Un
libro pieno di musica, di canzoni, di un ritmo ondulante tra il
rock'n'roll e le orchestrine mariachi. Un romanzo che è un
agglomerato di racconti, come il rebozo, il coloratissimo scialle che
è al centro dell'attenzione, è un puzzle di tessuti perché, come
scrive Sandra Cisneros, "la verità è che queste storie non
sono altro che storie, pezzetti di filo, scampoli, piccole cose
sparse trovate qua e là, cucite insieme per farne una nuova".
Scrittrice americana (è nata a Chicago) ma di origini messicane,
molto attenta al ritmo delle parole, del racconto, ma anche delle
condizioni umane e sociali ("Scrivere è fare domande"),
Sandra Cisneros ha dedicato a Caramelo (o Puro
Cuento)

============================================================

RICHIESTA A: Ripeti per intero il testo sul romanzo Caramelo, senza alcuna modifica.
Le righe non hanno alcun legame con il testo.

============================================================

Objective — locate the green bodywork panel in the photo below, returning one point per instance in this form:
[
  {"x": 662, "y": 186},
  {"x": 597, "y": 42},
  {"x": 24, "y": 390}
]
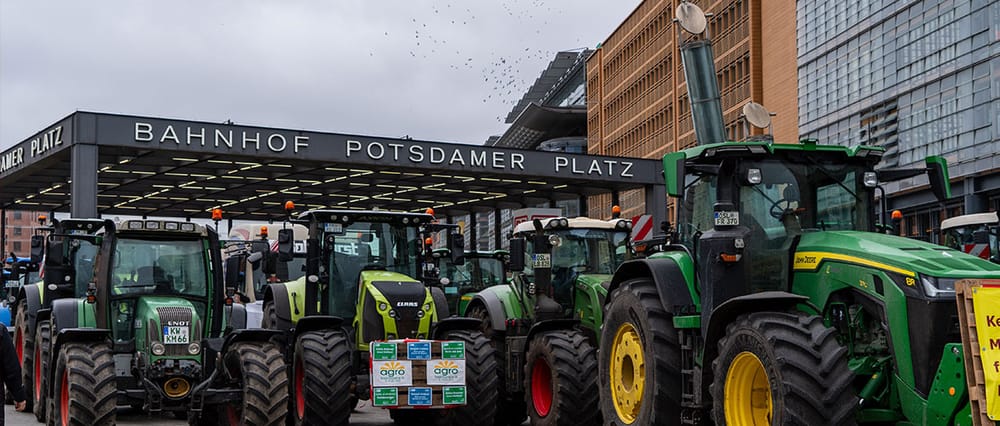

============================================================

RICHIESTA B: Restituisci le righe elencate sopra, dopo il testo, come lista JSON di stringhe, una stringa per ciascuna riga, senza le righe vuote. Lascia fuori le immagini.

RISULTATO ATTESO A:
Un
libro pieno di musica, di canzoni, di un ritmo ondulante tra il
rock'n'roll e le orchestrine mariachi. Un romanzo che è un
agglomerato di racconti, come il rebozo, il coloratissimo scialle che
è al centro dell'attenzione, è un puzzle di tessuti perché, come
scrive Sandra Cisneros, "la verità è che queste storie non
sono altro che storie, pezzetti di filo, scampoli, piccole cose
sparse trovate qua e là, cucite insieme per farne una nuova".
Scrittrice americana (è nata a Chicago) ma di origini messicane,
molto attenta al ritmo delle parole, del racconto, ma anche delle
condizioni umane e sociali ("Scrivere è fare domande"),
Sandra Cisneros ha dedicato a Caramelo (o Puro
Cuento)

RISULTATO ATTESO B:
[
  "Objective — locate the green bodywork panel in the photo below, returning one point per instance in this form:",
  "[",
  "  {\"x\": 662, \"y\": 186},",
  "  {\"x\": 597, \"y\": 42},",
  "  {\"x\": 24, \"y\": 390}",
  "]"
]